* _What you have to do_: Could you copy out the items word for word, starting with the line that contains "the man's gray" and going on through the line that contains "x=249, y=585"?

-- Start Information supplied --

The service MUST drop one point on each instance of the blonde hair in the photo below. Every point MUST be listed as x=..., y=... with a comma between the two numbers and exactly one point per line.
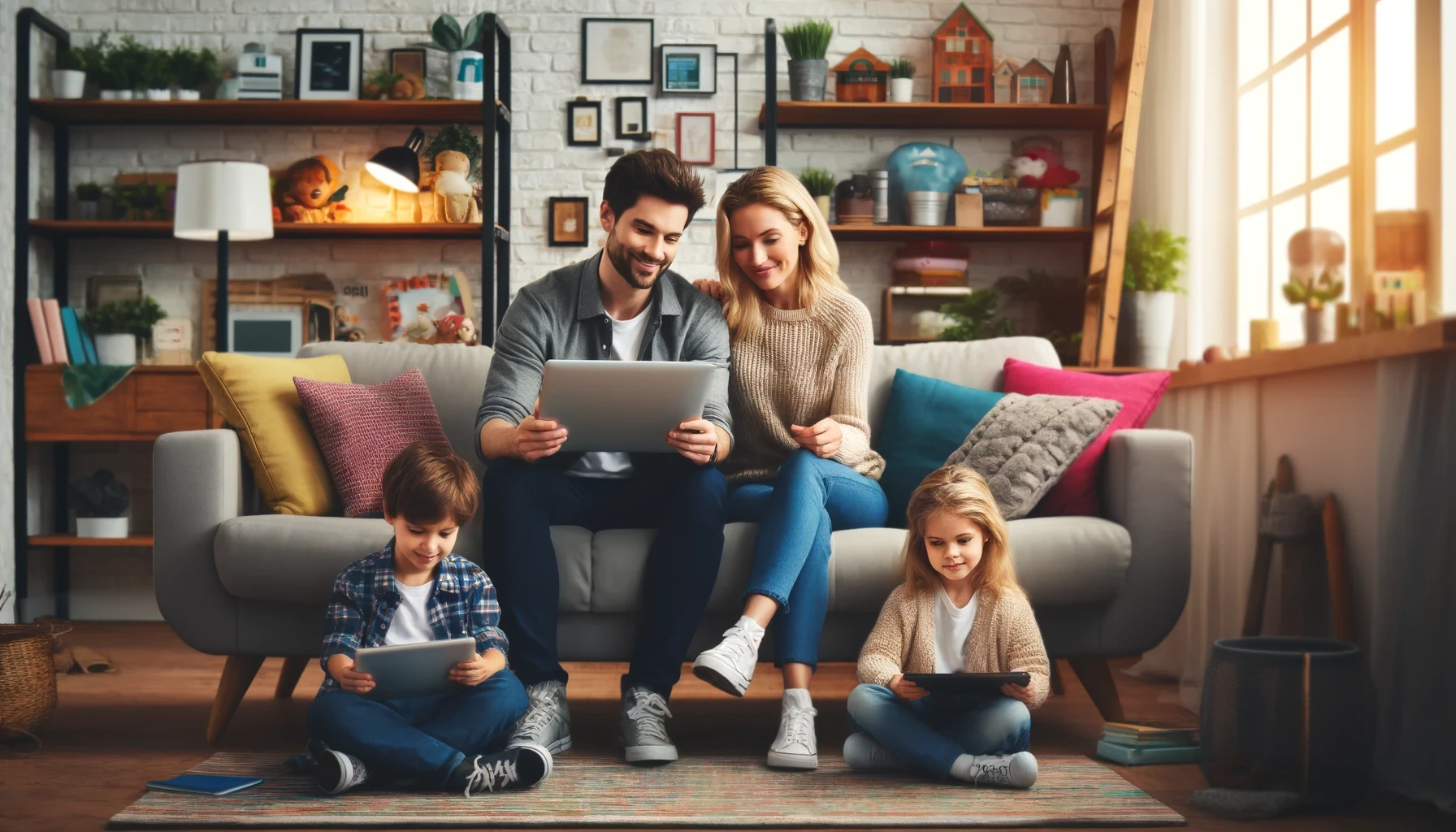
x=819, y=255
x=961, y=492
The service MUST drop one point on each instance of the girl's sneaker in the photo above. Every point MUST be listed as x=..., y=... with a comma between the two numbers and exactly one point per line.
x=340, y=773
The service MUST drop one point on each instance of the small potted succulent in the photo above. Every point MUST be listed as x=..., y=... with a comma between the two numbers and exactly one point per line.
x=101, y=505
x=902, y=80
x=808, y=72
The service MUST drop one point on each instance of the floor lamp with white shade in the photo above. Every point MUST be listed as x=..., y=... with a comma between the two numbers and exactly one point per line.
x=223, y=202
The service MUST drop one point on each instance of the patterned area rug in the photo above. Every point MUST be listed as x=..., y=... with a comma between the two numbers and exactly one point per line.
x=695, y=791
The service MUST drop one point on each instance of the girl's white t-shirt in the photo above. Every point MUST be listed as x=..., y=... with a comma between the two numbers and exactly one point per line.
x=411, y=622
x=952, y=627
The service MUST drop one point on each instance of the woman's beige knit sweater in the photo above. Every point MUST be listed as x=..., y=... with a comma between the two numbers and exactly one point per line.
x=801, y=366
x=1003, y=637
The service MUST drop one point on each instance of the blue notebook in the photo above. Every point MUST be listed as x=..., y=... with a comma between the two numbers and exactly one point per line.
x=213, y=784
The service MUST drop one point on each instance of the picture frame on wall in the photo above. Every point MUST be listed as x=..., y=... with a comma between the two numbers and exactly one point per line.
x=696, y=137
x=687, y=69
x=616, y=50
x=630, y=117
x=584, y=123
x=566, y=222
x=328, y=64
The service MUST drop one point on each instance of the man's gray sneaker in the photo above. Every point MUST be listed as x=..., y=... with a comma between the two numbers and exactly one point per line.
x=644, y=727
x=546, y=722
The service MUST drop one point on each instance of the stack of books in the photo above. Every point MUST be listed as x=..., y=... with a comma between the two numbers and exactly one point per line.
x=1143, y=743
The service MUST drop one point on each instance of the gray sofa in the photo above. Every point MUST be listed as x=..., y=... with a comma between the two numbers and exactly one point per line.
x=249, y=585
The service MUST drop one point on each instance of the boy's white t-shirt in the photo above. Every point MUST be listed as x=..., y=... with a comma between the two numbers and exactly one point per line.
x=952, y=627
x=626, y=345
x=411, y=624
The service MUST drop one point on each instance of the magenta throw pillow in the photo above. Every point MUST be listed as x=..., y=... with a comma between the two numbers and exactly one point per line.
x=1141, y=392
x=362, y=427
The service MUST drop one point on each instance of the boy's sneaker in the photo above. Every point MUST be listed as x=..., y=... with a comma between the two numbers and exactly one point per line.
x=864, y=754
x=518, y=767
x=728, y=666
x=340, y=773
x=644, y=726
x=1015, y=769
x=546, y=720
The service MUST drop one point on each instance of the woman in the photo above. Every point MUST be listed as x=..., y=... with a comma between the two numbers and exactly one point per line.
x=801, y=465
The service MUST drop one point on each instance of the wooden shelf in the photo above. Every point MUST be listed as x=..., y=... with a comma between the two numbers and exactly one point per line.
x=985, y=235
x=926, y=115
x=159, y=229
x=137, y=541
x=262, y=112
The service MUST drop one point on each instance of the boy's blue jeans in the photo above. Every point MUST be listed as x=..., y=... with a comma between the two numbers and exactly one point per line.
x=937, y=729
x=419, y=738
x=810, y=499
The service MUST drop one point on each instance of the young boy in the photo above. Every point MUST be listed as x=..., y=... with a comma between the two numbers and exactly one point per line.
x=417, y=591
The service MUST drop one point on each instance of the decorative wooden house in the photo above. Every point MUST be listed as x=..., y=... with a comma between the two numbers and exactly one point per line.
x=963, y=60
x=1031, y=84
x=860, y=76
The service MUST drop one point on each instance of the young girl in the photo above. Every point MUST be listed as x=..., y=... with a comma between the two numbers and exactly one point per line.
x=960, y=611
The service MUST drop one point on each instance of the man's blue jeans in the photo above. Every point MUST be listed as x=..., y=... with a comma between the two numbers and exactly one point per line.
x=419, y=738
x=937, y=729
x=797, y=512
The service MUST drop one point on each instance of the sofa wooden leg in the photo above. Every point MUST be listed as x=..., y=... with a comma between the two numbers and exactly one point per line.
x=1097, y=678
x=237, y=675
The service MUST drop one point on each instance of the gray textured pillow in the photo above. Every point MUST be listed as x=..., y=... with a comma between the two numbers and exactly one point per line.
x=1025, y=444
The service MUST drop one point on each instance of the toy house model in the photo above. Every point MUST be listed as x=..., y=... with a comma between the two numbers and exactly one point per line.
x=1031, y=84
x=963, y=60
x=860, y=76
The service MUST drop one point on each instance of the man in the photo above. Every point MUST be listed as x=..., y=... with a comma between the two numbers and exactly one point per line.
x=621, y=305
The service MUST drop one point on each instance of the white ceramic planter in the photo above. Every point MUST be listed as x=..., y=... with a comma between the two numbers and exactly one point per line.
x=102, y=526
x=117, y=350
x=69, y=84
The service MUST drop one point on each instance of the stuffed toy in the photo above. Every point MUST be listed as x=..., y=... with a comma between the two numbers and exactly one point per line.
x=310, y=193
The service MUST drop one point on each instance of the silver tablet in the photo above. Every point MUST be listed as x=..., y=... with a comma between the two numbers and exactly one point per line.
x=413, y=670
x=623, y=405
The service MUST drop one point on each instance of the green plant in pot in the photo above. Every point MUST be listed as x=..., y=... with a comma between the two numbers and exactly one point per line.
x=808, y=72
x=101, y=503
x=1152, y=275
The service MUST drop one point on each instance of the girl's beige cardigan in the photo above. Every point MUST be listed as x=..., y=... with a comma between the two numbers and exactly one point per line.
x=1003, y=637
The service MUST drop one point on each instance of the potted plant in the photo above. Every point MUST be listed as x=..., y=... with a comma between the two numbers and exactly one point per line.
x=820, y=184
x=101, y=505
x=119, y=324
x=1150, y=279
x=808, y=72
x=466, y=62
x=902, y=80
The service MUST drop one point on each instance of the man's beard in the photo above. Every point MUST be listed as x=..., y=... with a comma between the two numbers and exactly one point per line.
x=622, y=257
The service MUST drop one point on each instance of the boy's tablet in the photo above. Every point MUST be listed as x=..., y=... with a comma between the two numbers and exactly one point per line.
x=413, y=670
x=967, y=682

-- End Information supplied --
-- Start Information supplied --

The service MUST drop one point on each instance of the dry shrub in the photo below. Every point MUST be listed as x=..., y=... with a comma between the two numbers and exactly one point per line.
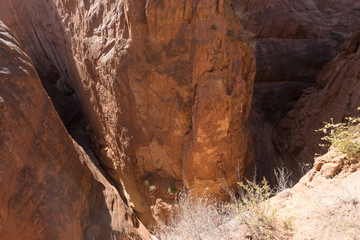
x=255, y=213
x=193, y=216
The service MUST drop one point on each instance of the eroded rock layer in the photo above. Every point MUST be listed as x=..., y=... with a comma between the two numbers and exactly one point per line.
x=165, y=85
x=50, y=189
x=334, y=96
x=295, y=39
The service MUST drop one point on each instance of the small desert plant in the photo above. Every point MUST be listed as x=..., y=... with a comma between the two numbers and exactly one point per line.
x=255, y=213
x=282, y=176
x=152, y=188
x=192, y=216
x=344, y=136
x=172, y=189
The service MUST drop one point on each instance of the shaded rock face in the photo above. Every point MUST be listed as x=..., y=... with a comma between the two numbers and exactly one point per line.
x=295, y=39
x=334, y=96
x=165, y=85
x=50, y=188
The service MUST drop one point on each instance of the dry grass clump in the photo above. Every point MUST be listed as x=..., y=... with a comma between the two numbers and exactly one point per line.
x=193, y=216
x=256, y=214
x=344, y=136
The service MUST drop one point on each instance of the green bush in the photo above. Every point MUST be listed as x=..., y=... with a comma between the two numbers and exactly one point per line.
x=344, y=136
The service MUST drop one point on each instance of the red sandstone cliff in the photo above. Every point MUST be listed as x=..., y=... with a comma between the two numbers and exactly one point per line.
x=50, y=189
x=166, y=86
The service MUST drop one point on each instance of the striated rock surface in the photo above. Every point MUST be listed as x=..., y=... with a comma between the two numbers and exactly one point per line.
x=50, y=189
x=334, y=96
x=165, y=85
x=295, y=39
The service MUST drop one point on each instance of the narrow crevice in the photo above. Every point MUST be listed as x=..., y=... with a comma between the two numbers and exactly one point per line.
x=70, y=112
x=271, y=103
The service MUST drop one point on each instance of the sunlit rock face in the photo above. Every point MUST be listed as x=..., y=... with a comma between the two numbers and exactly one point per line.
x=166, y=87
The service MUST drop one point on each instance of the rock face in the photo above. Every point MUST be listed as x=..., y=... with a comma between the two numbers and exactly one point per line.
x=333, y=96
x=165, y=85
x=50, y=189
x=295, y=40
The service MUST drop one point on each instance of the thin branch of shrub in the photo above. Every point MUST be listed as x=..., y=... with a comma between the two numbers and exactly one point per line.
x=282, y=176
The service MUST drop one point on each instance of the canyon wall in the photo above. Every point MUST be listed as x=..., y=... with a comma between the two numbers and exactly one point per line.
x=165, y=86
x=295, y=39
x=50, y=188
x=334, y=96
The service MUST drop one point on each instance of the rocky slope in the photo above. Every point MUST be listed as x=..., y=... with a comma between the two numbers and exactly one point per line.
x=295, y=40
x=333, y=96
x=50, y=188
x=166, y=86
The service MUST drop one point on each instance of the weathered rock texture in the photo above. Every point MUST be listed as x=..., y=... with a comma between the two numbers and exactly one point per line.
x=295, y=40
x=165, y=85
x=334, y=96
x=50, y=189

-- End Information supplied --
-- Start Information supplied --

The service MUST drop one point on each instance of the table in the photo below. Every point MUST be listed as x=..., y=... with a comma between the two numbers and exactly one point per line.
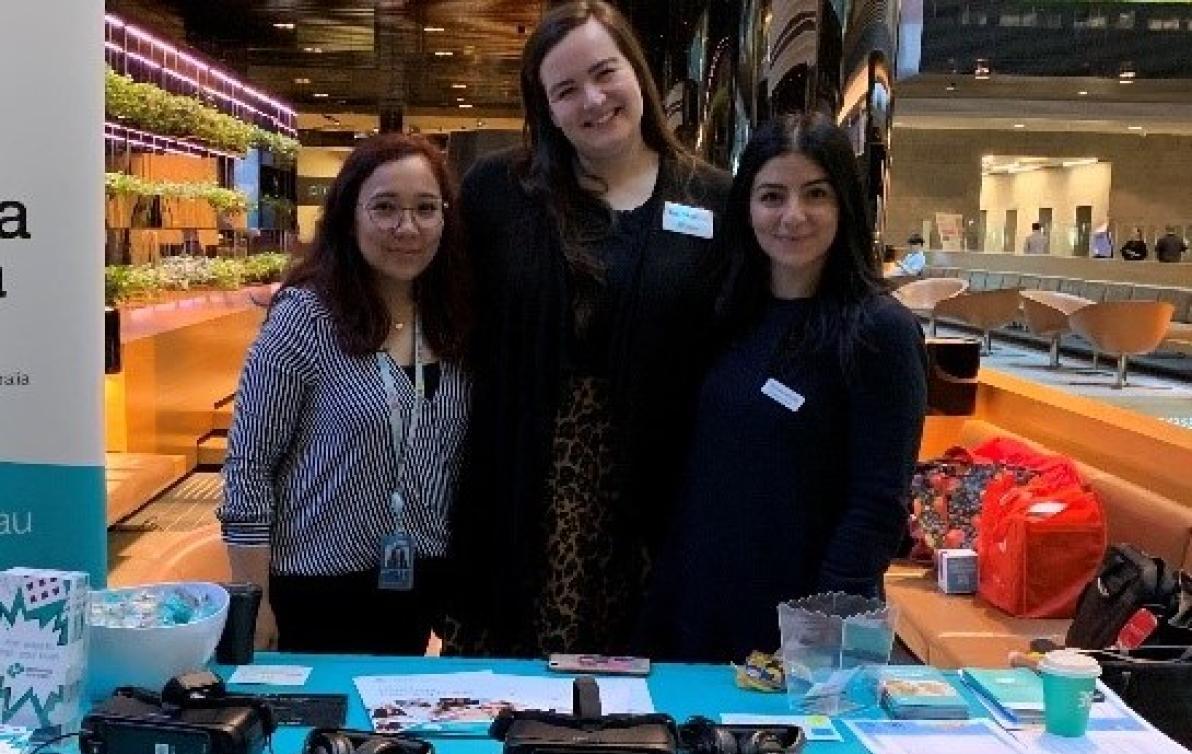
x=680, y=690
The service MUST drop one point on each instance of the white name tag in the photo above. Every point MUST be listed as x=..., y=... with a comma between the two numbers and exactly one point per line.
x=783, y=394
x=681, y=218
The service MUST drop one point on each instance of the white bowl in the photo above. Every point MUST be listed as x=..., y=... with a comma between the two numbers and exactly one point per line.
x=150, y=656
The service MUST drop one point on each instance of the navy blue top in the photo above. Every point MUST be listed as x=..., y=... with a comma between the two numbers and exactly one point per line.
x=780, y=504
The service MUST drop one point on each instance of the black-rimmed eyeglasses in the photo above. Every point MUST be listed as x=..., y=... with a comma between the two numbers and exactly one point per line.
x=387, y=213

-- End Information supplied --

* _Completed exercise_:
The service MUST drop one point on each instance of the man's gray sneaker in the photo above. Every point MUST be listed as x=..., y=... with a comma between the two numbers and exactly one point per line.
x=644, y=727
x=546, y=722
The service MUST drop one point on each instance of the stack of books in the photo above. Every point MUST be listed as x=..., y=... with a comma between the two numbers and exactly one point per line.
x=1143, y=743
The service MUST drop one point on each instance of the gray sofa in the photo above. Every point MUST be listed as x=..., y=... with a comma between the two numbers and exactly one point per line.
x=249, y=585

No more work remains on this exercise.